▶ _Assignment_:
Nothing should differ between your answer and the records.

▶ _Available data_:
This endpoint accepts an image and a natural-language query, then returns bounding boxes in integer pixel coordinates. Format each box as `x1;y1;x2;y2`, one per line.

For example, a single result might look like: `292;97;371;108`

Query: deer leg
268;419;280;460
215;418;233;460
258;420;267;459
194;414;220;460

▶ _Exercise response_:
This endpoint accepts an image and a natural-language query, then returns bounding boxes in integer pixel coordinates. Format each box as `x1;y1;x2;y2`, one per line.

For example, a single result might look like: `292;97;371;108`

Query: deer leg
268;419;280;460
215;418;233;460
258;420;267;459
194;414;220;460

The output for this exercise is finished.